[The task]
The output should be identical to the entries that follow.

Point localization data

--- START ---

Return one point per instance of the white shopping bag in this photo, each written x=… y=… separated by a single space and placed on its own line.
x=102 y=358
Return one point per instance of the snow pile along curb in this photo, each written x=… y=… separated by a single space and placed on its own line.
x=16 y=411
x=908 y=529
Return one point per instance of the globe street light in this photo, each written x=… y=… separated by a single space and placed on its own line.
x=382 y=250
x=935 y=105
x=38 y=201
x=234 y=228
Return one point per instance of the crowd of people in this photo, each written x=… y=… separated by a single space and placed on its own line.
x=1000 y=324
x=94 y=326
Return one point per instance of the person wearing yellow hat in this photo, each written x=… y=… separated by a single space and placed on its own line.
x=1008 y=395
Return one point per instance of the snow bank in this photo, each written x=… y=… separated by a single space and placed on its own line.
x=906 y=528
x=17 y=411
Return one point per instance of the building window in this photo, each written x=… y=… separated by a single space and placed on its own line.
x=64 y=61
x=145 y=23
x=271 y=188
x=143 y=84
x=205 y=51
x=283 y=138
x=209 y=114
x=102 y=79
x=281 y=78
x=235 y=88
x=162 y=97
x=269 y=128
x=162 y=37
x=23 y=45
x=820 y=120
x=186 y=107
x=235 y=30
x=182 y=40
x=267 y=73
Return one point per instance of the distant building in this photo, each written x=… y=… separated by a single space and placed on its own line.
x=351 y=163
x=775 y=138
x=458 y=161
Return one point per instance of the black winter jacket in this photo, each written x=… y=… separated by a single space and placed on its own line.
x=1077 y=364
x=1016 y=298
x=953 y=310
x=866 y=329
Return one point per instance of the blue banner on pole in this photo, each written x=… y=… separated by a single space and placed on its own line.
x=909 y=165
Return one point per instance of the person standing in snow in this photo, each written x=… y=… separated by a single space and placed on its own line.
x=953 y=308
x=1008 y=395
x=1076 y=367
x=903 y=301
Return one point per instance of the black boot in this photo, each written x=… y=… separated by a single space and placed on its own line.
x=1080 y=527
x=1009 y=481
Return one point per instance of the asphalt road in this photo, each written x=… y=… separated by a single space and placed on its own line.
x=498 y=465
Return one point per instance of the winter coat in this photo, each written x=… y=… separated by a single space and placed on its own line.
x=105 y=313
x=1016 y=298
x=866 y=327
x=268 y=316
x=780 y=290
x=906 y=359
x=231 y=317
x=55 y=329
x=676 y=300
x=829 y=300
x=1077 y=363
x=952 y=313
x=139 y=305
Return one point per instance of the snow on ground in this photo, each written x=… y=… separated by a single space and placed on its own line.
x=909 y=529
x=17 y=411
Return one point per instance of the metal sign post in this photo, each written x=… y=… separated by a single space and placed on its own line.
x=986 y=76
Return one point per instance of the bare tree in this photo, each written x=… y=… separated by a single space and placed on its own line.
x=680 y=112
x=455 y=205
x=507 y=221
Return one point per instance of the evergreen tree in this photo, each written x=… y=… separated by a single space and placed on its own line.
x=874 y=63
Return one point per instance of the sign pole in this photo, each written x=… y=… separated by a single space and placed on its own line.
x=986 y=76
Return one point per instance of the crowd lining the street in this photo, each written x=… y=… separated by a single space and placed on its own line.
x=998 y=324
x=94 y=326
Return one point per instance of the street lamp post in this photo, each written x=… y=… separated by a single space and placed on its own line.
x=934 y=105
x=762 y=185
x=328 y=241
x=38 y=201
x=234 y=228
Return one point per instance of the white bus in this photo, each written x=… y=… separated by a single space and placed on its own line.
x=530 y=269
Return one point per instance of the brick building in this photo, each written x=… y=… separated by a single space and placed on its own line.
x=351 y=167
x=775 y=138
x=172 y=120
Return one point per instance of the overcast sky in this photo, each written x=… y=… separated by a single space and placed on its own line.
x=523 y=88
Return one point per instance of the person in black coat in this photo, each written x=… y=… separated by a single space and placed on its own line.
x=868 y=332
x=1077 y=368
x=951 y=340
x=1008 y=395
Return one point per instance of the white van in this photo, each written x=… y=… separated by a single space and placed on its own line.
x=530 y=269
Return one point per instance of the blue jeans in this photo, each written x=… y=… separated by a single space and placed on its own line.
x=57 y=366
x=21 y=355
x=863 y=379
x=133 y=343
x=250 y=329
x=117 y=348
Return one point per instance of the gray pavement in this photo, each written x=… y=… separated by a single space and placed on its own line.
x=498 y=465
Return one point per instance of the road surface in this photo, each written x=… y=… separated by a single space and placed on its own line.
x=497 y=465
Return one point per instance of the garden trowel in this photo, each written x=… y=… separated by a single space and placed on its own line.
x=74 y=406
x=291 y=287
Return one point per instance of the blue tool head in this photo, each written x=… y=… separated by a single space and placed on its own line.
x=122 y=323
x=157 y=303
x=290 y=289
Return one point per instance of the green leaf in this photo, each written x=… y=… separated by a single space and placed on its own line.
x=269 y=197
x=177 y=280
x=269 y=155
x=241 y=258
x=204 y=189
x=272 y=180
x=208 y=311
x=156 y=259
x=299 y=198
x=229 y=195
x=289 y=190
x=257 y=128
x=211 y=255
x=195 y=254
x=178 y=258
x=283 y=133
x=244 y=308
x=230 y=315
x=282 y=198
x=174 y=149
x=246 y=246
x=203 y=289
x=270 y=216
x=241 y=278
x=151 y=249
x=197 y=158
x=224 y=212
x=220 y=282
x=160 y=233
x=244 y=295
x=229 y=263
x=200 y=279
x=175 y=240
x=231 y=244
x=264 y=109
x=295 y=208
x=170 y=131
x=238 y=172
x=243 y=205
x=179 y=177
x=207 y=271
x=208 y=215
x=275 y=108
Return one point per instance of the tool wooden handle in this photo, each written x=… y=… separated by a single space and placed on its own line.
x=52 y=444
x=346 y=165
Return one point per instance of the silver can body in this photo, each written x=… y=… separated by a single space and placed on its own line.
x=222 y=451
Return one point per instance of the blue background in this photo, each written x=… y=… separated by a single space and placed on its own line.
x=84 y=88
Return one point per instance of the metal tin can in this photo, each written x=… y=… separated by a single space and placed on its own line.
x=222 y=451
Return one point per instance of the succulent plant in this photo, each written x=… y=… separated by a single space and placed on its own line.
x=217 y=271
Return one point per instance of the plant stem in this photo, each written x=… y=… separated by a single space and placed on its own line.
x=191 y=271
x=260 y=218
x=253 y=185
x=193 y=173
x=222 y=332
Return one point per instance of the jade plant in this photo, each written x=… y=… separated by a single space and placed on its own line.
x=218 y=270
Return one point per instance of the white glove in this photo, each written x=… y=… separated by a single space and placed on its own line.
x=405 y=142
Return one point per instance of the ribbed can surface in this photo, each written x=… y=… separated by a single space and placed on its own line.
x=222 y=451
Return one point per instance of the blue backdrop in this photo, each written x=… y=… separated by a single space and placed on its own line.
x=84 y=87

--- END ---

[Result below]
Return one point per instance of the white shopping bag in this photo, each written x=… y=… separated by a single space and placed on its own line.
x=102 y=358
Return one point per instance of the snow pile along curb in this photo, each written x=… y=… separated by a single space and placed on its own line.
x=16 y=411
x=908 y=529
Return one point per instance of the globe street light in this photo, each written x=… y=… separated by a single space and placed on its own line.
x=382 y=250
x=935 y=105
x=38 y=201
x=234 y=228
Return one point per instance of the crowd of people in this photo, each written x=… y=… separated by a single space and placed on its own line.
x=1000 y=324
x=94 y=326
Return one point per instance of the person wearing yellow hat in this photo, each written x=… y=… separated by a single space and placed on its own line.
x=1008 y=395
Return one point per instance of the snow bank in this photo, each written x=… y=… separated by a single space and placed on its own line.
x=906 y=528
x=17 y=411
Return one point per instance of the building window in this photo, each written x=… y=… separated by a single space and placed on its own line.
x=64 y=61
x=145 y=23
x=271 y=188
x=143 y=84
x=205 y=51
x=283 y=138
x=209 y=114
x=102 y=79
x=281 y=78
x=235 y=88
x=162 y=97
x=269 y=128
x=162 y=37
x=23 y=45
x=820 y=120
x=186 y=107
x=235 y=30
x=182 y=40
x=267 y=73
Return one point per instance of the distant building in this photo, each written x=… y=… separated by a single space and placed on its own line.
x=351 y=163
x=775 y=138
x=458 y=161
Return one point per instance of the black winter jacket in this photo, each written x=… y=… separated by a single space and placed on its own line.
x=1077 y=364
x=1016 y=298
x=953 y=310
x=866 y=329
Return one point per instance of the blue banner on pole in this photo, each written x=… y=… separated by a single space and placed on its own line.
x=909 y=165
Return one point per instance of the person standing in snow in this photo, each written x=… y=… separated by a single space and placed on its own line.
x=953 y=308
x=1008 y=395
x=1076 y=367
x=903 y=301
Return one point per instance of the black boot in this photo, each written x=… y=… separated by a single space and placed on its own line.
x=1080 y=527
x=1009 y=481
Return one point per instance of the asphalt road in this photo, each written x=… y=… separated by a single space and placed on its own line.
x=498 y=465
Return one point per instance of the winter coat in this photo, each written x=… y=… separated by a single space and placed on its own line.
x=105 y=313
x=1016 y=298
x=866 y=327
x=268 y=316
x=780 y=290
x=906 y=359
x=231 y=317
x=55 y=329
x=676 y=300
x=829 y=300
x=1077 y=363
x=952 y=313
x=139 y=305
Return one point per instance of the snow on ground in this photo, each written x=… y=… separated by a single space and placed on its own line.
x=909 y=529
x=17 y=411
Return one point per instance of the metal sign post in this photo, each written x=… y=… separated by a single space and placed on its own line.
x=986 y=76
Return one point per instance of the bare tree in this photo, each written x=… y=… separated by a single space and placed on its own line.
x=680 y=112
x=455 y=205
x=507 y=221
Return one point per instance of the evergreen tree in this photo, each written x=… y=… separated by a single space and placed on its own line.
x=874 y=63
Return one point per instance of the sign pole in this photo, each written x=… y=… separated by a single space and placed on its own line.
x=986 y=76
Return one point per instance of the crowd lining the street in this photo, each written x=… y=… separated by a single space and placed on its own line.
x=998 y=324
x=94 y=326
Return one point per instance of the street lamp post in this photo, each written x=… y=… separated by a single space and placed on its own line.
x=934 y=105
x=762 y=185
x=328 y=241
x=38 y=201
x=234 y=228
Return one point per instance of the white bus in this photo, each written x=… y=… separated by a single space and placed on its own line.
x=530 y=269
Return one point per instance of the brick building in this photo, each written x=… y=… separated by a single space and placed on its own line.
x=351 y=167
x=775 y=138
x=172 y=120
Return one point per instance of the overcast sky in this photo, each written x=… y=… separated by a single space and placed on its own line.
x=523 y=88
Return one point per instance of the person in black coat in this photo, each written x=… y=… separated by a single space and placed on its own line.
x=868 y=332
x=1077 y=368
x=951 y=340
x=1008 y=395
Return one point per instance of the white van in this photo, each written x=… y=… separated by a single space and placed on its own line.
x=530 y=269
Return one point per instance of the blue jeans in this photo, each written x=… y=… separated by a single space and placed on its own line.
x=57 y=366
x=21 y=355
x=863 y=379
x=133 y=343
x=250 y=329
x=117 y=348
Return one point per instance of the gray pavement in this photo, each written x=… y=… separated by a single space and placed on its own line.
x=498 y=465
Return one point per instance of the road surface in this photo, each written x=… y=… separated by a single space and placed on its own line.
x=497 y=465
Return one point per instance of the garden trowel in this photo, each written x=… y=… separated by a single space and placed on its own line.
x=74 y=406
x=291 y=287
Return one point per instance of the blue tool head in this photo, each written x=… y=… separated by a single space and placed on its own line.
x=122 y=323
x=157 y=303
x=290 y=289
Return one point per instance of the green leaf in this photo, each written x=… y=… separated by a single space and placed on its own line.
x=269 y=197
x=177 y=280
x=269 y=155
x=241 y=258
x=204 y=189
x=272 y=180
x=208 y=311
x=156 y=259
x=299 y=198
x=229 y=195
x=289 y=190
x=257 y=128
x=211 y=255
x=195 y=254
x=178 y=258
x=283 y=133
x=244 y=308
x=230 y=315
x=282 y=198
x=174 y=149
x=246 y=246
x=203 y=289
x=270 y=216
x=241 y=278
x=151 y=249
x=197 y=158
x=224 y=212
x=220 y=282
x=160 y=233
x=244 y=295
x=229 y=263
x=200 y=279
x=175 y=240
x=231 y=244
x=264 y=109
x=295 y=208
x=170 y=131
x=238 y=172
x=243 y=205
x=179 y=177
x=207 y=271
x=208 y=215
x=275 y=108
Return one point per instance of the tool wooden handle in this photo, each written x=… y=… separated by a single space and placed on its own line.
x=52 y=444
x=346 y=165
Return one point per instance of the silver can body in this photo, each written x=… y=… separated by a single space and placed on its own line.
x=222 y=451
Return one point per instance of the blue background in this photo, each written x=… y=… separated by a single space and placed on its own line.
x=84 y=88
Return one point per instance of the metal tin can in this photo, each written x=… y=… separated by a single space and placed on its own line.
x=222 y=451
Return one point per instance of the succulent plant in this photo, each written x=… y=… separated by a single space and placed on its own line.
x=217 y=271
Return one point per instance of the plant stem in this photo, each written x=… y=… separated by a single space and placed on its own line.
x=191 y=271
x=260 y=218
x=253 y=185
x=193 y=173
x=222 y=332
Return one point per instance of the jade plant in this photo, each written x=… y=… separated by a single space and placed on its own line.
x=218 y=270
Return one point per instance of the white glove in this photo, each written x=… y=… separated by a single space and placed on its own line.
x=405 y=142
Return one point per instance of the ribbed can surface in this photo, each written x=… y=… separated by a single space and placed on its own line.
x=222 y=451
Return one point per instance of the blue backdrop in this photo, each written x=… y=… separated by a single space and placed on its own line.
x=84 y=87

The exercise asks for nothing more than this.